## Given exercise
Only those lines running from the line that contains "Mark each instance of the tweed" through the end of the material are to be written out, each exactly as shown.

═══

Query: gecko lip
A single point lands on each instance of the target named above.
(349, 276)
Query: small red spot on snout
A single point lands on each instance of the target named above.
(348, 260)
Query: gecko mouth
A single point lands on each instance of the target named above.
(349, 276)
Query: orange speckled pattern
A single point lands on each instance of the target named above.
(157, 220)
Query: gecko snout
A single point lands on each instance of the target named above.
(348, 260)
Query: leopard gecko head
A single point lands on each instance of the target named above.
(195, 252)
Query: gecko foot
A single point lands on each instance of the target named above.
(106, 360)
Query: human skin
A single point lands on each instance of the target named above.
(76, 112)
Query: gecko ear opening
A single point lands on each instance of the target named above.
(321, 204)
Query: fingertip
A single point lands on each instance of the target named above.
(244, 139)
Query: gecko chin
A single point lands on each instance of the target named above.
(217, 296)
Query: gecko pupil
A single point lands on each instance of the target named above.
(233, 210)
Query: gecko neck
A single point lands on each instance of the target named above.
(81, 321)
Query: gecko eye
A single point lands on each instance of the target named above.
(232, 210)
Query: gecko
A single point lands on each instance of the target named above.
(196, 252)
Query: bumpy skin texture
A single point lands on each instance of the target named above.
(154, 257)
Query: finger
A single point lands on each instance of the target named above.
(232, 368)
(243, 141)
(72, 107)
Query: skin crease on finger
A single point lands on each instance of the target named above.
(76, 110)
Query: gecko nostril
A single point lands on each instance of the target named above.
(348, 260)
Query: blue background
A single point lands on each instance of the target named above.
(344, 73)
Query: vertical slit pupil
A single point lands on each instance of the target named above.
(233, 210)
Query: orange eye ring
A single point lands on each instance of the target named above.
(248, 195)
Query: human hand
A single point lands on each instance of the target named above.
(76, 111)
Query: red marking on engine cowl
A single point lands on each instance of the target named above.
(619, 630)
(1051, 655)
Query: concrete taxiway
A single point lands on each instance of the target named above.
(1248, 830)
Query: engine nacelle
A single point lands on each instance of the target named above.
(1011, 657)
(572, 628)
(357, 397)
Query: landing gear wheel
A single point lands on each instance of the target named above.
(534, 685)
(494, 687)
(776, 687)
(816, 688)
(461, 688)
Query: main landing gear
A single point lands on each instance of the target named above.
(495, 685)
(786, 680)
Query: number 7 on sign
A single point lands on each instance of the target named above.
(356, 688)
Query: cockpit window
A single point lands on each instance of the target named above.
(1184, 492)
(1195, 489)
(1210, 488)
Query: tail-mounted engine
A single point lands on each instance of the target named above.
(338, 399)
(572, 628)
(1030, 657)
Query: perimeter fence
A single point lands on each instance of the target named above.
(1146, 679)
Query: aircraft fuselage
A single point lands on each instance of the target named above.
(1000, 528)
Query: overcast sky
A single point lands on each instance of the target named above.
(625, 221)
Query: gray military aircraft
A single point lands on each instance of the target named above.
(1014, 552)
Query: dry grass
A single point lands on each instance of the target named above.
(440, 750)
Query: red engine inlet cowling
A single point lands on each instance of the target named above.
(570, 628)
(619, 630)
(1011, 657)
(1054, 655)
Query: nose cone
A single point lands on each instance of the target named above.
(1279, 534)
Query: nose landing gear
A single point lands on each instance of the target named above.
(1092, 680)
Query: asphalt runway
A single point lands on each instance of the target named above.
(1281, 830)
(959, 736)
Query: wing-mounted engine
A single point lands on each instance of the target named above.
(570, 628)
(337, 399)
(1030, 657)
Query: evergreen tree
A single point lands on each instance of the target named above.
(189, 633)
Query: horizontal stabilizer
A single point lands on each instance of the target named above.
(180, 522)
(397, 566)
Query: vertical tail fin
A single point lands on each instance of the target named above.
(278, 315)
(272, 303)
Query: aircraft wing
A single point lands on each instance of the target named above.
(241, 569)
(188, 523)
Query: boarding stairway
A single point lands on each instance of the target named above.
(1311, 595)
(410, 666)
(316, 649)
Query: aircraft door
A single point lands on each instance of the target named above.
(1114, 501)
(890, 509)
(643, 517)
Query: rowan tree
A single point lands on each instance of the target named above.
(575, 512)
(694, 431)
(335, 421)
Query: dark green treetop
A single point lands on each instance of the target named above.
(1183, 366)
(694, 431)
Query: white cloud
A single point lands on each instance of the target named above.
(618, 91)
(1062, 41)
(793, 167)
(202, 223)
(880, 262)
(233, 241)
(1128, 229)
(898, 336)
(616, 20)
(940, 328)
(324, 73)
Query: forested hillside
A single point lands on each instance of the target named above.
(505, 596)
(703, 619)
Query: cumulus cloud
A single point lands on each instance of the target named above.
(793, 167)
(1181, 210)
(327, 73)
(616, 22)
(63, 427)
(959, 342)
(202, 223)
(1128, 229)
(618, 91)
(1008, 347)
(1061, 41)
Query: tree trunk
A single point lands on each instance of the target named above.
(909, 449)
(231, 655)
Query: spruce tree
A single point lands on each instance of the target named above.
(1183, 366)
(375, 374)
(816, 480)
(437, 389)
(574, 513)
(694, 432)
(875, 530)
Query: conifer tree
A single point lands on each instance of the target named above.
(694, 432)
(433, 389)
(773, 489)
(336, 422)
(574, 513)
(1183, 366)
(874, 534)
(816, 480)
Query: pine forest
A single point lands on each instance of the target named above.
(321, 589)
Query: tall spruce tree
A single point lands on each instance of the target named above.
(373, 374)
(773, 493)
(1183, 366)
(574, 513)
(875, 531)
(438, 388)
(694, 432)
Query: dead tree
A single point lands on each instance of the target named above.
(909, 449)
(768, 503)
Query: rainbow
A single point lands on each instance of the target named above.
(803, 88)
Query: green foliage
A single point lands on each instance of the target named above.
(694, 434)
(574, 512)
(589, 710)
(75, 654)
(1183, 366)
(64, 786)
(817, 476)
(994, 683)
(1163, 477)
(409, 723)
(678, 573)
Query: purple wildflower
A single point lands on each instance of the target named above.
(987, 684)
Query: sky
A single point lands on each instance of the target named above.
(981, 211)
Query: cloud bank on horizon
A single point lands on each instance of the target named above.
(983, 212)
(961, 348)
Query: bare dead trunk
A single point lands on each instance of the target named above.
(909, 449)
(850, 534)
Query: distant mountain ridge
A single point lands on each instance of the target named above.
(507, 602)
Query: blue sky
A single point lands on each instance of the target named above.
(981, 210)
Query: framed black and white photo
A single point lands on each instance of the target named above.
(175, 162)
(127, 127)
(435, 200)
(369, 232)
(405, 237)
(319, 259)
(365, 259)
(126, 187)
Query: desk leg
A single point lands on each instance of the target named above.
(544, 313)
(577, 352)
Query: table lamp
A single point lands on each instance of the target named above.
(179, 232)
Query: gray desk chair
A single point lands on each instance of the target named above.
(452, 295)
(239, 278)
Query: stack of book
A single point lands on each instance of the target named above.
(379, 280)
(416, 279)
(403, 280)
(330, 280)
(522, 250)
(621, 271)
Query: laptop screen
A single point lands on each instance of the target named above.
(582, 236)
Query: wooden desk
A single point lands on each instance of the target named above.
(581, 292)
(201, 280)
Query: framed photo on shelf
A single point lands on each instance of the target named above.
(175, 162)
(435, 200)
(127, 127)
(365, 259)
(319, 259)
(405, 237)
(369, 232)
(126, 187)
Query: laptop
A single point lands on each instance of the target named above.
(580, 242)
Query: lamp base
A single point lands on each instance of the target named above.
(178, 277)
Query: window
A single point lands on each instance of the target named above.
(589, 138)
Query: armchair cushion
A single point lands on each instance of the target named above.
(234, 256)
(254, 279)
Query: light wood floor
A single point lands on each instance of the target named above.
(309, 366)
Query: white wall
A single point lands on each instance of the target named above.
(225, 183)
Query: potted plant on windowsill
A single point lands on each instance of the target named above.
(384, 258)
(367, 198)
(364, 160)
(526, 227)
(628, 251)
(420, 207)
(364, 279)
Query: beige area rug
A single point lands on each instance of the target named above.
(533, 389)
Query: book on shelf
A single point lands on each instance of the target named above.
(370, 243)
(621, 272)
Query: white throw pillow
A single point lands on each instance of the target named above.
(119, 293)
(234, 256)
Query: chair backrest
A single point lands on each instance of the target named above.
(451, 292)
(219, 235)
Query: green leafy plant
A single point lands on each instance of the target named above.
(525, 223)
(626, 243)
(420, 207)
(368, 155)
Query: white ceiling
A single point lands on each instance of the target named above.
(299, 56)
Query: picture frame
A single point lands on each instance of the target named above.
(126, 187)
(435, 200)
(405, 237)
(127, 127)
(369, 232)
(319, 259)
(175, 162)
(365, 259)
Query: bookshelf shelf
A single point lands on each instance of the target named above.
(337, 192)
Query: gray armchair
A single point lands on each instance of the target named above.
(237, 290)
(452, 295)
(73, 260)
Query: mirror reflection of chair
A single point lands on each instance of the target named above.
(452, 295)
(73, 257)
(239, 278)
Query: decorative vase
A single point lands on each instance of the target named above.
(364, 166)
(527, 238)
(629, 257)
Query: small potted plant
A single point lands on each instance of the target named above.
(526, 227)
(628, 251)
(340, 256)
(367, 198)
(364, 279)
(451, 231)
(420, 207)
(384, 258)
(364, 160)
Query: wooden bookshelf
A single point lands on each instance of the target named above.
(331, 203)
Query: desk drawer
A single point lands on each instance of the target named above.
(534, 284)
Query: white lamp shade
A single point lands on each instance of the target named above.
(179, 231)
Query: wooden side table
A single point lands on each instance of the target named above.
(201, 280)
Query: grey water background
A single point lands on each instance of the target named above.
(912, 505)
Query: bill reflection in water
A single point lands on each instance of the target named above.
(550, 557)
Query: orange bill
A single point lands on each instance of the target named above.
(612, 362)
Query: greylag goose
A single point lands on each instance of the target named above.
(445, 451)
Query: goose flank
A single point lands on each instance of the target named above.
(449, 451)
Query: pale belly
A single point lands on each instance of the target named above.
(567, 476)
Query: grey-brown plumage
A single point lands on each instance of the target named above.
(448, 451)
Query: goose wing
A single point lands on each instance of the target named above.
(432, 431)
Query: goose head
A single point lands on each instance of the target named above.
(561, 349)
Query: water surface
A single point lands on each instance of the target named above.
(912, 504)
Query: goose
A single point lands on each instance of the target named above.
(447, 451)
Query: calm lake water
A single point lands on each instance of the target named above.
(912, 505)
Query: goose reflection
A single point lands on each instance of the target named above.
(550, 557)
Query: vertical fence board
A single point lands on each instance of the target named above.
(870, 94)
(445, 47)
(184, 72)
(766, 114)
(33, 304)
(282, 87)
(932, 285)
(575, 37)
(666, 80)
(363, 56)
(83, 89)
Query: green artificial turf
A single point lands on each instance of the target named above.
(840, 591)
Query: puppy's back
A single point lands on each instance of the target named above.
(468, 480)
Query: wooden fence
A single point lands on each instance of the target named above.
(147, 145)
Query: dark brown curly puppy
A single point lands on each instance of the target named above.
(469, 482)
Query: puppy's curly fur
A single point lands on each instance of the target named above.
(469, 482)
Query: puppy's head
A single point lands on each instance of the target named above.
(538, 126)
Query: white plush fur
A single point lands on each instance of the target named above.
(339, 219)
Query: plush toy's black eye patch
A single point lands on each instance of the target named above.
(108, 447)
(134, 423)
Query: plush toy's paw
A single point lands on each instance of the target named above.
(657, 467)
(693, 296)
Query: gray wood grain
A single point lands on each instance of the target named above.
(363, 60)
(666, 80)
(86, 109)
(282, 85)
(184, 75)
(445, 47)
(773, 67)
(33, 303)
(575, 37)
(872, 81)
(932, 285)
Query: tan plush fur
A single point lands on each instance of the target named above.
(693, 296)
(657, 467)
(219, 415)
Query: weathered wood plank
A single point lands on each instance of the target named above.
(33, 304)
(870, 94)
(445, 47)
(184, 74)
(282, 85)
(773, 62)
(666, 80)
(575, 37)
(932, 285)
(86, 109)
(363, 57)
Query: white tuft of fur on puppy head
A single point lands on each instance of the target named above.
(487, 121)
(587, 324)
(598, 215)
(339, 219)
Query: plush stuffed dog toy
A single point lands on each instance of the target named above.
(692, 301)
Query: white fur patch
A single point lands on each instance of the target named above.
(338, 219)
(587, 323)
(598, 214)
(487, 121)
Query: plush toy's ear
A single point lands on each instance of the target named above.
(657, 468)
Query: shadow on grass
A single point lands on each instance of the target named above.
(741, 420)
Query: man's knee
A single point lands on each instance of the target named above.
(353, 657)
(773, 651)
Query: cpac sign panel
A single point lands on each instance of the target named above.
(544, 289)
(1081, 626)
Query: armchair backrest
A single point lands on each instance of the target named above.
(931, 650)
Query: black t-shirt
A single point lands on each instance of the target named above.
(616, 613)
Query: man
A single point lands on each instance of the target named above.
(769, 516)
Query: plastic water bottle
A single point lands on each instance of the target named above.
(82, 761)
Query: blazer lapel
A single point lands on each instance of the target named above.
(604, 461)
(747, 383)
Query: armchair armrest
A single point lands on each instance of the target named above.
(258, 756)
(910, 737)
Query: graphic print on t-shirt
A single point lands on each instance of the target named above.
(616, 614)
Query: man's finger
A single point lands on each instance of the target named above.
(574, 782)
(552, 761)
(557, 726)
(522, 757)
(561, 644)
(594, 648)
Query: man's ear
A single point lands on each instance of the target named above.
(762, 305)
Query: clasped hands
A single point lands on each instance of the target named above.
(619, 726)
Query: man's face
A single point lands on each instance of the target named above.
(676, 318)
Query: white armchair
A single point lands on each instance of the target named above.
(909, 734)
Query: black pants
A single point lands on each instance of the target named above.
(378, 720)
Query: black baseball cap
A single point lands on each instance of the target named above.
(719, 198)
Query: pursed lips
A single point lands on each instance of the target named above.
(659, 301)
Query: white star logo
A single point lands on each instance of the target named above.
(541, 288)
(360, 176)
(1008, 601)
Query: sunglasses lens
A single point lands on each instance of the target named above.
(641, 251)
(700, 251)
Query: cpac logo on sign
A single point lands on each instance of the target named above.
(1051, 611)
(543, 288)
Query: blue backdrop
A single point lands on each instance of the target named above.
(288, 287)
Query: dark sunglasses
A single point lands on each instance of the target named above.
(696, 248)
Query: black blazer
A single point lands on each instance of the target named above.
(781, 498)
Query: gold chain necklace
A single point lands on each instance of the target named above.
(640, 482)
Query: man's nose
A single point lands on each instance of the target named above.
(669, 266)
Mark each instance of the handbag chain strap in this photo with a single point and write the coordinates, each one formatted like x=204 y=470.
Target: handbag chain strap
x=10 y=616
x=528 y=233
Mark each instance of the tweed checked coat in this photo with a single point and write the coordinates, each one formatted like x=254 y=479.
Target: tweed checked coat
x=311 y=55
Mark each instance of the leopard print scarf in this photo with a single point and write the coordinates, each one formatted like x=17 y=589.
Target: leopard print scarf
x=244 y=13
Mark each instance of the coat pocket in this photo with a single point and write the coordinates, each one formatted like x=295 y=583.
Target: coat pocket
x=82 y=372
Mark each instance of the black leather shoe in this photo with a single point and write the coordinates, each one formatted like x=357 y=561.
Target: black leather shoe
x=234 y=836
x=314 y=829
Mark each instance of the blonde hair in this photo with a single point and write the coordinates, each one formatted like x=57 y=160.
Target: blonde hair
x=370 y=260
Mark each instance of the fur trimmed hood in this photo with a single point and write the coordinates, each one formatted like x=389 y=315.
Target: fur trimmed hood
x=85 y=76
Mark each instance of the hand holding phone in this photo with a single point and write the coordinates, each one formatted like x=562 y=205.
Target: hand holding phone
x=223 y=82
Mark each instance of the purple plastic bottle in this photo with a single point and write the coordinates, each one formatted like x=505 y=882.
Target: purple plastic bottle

═══

## Answer
Mark each instance of the tweed checked coat in this photo with a single point and write the coordinates, each one formatted like x=254 y=479.
Target: tweed checked coat
x=311 y=55
Mark each instance of the leopard print scarf in this photo with a single point and write the coordinates, each one formatted like x=17 y=589.
Target: leopard print scarf
x=244 y=13
Mark each instance of the coat pocket in this photo with a single point and write the coordinates, each one formatted like x=295 y=583.
Target: coat pocket
x=82 y=372
Mark each instance of the black leather shoe in this photo with a single point and write the coordinates, each one formatted like x=357 y=561.
Target: black leather shoe
x=234 y=836
x=314 y=829
Mark each instance of the blonde hair in this photo with a single point and write the coordinates, each one formatted like x=57 y=160.
Target: blonde hair
x=370 y=260
Mark each instance of the fur trimmed hood in this photo with a single point and write the coordinates, each one formatted like x=389 y=315.
Target: fur trimmed hood
x=85 y=76
Mark each instance of the hand holding phone in this photo with a single point and write the coordinates, each one formatted like x=562 y=205.
Target: hand holding phone
x=223 y=82
Mark each instance of the purple plastic bottle in this photo with a single point and write the coordinates, each one formatted like x=505 y=882.
Target: purple plastic bottle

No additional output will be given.